◆ WHAT IS EXPECTED
Rewrite the lines starting with the line that contains "Detect white football" and going on through the line that contains "[[5, 133, 55, 176]]", changing each "orange" to "yellow" and leaving all else unchanged.

◆ RECORD SET
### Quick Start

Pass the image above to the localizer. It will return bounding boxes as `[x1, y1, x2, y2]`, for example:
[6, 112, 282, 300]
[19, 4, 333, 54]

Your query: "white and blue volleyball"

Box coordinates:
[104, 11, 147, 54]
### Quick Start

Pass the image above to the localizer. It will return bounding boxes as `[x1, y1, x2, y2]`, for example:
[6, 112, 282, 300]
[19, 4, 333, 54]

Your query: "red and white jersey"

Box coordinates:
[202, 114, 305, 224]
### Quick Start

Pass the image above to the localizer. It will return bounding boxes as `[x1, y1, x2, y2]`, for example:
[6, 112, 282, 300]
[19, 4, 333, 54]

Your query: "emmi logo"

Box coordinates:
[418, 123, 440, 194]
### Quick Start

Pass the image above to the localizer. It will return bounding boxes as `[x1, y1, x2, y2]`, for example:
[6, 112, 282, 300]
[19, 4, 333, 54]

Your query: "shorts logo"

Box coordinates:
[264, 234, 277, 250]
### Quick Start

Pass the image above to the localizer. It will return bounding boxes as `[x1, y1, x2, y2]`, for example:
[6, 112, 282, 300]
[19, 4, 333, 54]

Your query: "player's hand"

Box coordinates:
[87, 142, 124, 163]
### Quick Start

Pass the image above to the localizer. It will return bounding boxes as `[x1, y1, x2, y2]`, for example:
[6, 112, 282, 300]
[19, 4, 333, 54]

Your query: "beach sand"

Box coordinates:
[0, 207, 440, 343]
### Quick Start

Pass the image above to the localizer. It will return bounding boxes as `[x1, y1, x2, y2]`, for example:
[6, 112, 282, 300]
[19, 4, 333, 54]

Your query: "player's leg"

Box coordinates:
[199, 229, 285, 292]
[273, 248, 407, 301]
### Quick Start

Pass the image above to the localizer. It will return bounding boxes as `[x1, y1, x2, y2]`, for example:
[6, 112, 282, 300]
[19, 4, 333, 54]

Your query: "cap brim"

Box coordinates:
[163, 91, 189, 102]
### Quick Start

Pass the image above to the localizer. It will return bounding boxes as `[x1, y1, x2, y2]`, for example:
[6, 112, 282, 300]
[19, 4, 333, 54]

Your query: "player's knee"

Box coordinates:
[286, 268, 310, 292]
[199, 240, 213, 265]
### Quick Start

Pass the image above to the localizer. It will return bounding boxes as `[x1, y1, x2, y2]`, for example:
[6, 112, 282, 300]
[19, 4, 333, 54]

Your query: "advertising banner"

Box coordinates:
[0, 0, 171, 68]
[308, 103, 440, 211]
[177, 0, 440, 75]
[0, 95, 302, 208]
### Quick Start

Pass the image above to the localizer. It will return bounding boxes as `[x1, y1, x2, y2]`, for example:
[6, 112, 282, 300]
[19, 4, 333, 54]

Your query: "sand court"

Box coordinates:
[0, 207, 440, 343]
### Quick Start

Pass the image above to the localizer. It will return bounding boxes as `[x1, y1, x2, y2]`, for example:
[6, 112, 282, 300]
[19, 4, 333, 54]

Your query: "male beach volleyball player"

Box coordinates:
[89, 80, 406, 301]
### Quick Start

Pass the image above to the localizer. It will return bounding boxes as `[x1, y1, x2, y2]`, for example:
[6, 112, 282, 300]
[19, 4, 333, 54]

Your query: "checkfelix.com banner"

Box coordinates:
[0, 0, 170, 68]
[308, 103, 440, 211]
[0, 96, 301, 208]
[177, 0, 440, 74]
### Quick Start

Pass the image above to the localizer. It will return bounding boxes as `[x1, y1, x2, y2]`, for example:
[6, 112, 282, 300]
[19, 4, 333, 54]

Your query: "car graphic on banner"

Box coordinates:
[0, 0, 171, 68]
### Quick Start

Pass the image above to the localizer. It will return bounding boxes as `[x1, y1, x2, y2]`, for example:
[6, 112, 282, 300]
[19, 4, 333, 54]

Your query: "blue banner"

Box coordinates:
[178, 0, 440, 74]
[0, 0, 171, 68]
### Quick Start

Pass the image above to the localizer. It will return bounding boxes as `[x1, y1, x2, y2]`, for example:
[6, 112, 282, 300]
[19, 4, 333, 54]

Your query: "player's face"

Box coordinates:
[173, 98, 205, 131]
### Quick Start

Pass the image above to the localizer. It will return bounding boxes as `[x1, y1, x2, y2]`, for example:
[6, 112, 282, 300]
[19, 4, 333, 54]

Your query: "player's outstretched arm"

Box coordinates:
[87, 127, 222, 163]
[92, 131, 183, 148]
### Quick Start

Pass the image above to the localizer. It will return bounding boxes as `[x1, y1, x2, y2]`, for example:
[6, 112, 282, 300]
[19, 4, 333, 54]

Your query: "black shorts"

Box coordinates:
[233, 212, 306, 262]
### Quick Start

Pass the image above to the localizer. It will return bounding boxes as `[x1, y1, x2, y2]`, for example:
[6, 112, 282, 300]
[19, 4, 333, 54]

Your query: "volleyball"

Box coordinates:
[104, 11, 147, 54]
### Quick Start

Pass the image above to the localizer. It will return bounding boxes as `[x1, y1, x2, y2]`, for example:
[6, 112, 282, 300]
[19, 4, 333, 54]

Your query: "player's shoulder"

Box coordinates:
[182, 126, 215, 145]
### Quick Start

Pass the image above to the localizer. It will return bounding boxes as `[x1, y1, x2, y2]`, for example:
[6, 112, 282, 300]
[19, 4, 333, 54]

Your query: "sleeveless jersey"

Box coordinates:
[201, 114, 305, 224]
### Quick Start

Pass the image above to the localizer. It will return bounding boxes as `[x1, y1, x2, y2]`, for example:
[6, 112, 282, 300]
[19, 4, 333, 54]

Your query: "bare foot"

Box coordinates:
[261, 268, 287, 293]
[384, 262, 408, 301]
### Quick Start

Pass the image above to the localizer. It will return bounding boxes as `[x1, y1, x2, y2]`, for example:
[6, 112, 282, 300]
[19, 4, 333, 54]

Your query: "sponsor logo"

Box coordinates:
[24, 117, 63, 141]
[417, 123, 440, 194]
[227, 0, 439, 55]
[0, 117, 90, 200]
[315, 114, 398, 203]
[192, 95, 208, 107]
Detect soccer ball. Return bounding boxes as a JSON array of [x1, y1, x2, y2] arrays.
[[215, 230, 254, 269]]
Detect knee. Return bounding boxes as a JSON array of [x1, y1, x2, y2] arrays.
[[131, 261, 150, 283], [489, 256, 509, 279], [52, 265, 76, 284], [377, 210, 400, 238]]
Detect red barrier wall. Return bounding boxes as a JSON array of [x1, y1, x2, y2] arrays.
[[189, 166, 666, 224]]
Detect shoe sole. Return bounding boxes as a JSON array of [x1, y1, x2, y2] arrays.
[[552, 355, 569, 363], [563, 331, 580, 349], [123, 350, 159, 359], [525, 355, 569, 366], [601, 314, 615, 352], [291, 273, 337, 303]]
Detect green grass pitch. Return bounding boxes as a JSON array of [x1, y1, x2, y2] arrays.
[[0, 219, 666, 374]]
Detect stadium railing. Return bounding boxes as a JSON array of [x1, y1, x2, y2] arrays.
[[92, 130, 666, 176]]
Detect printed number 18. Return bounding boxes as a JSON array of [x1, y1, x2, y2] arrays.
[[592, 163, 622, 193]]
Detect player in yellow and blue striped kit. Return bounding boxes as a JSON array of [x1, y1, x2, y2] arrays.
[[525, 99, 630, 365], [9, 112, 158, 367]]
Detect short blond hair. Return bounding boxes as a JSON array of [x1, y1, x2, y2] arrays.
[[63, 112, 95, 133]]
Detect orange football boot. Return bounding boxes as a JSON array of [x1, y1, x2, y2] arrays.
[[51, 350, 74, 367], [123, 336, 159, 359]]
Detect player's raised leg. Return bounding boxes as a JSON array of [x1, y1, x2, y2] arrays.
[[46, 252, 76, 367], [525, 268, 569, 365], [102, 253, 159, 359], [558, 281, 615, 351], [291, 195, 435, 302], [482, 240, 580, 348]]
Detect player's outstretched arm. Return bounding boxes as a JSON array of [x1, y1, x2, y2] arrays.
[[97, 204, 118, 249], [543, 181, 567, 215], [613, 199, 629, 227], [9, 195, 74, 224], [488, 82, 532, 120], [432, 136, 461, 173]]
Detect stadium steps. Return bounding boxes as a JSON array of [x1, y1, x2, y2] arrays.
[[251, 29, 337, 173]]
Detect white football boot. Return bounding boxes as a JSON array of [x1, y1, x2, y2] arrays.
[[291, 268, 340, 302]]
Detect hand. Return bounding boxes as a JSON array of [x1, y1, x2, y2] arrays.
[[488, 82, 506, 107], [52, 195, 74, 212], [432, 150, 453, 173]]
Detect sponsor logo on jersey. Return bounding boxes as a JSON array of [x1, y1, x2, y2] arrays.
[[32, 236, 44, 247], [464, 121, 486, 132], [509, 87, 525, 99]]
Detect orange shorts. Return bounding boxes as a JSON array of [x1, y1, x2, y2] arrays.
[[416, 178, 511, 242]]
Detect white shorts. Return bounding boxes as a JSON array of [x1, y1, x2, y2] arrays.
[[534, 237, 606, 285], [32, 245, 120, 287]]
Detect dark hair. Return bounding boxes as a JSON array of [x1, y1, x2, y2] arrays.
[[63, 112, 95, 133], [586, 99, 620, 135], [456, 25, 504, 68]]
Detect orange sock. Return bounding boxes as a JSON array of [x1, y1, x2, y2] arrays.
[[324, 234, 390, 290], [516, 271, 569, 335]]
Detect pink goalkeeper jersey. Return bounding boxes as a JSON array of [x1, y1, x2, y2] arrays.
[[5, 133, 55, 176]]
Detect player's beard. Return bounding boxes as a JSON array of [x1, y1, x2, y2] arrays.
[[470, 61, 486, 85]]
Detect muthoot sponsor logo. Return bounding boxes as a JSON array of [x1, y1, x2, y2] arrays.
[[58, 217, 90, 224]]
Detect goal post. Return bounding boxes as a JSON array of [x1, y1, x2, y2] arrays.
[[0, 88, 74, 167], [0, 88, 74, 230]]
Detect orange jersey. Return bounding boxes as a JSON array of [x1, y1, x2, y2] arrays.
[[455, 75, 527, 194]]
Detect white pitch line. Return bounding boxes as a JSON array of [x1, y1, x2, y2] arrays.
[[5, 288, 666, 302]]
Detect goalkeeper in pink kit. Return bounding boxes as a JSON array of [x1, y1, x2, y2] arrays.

◆ SOLUTION TO THE EXERCISE
Detect white football boot. Return bounding boxes as a JSON array of [x1, y1, x2, y2] arrays.
[[291, 268, 340, 302]]
Detect hand. Return bounding boxes as a JSON array of [x1, y1, x2, y2] arrays.
[[488, 82, 506, 107], [52, 195, 74, 212], [432, 150, 453, 173]]
Detect sponsor logo on jersey. Return bounding boxes as a JSON array of [x1, y1, x2, y2] arrays.
[[32, 236, 44, 247], [464, 121, 486, 132], [509, 87, 525, 99]]
Detect yellow shorts. Return bounding boxes as a JSON array of [x1, y1, x2, y2] arrays.
[[416, 178, 511, 242]]
Detect white shorts. Return bounding boxes as a JSON array of [x1, y1, x2, y2] arrays.
[[534, 237, 606, 285], [32, 245, 120, 287]]
Detect dark hair. Return bounding boxes as a JSON array of [x1, y1, x2, y2] arrays.
[[63, 112, 95, 133], [586, 99, 620, 135], [456, 25, 504, 68]]
Detect yellow sock. Return bounding boxes as a JSON array of [x1, y1, x2, y2] arrays.
[[324, 234, 390, 290], [516, 271, 569, 335]]
Detect pink goalkeeper jersey. Return bounding boxes as a JSON array of [x1, y1, x2, y2] arrays.
[[5, 133, 55, 176]]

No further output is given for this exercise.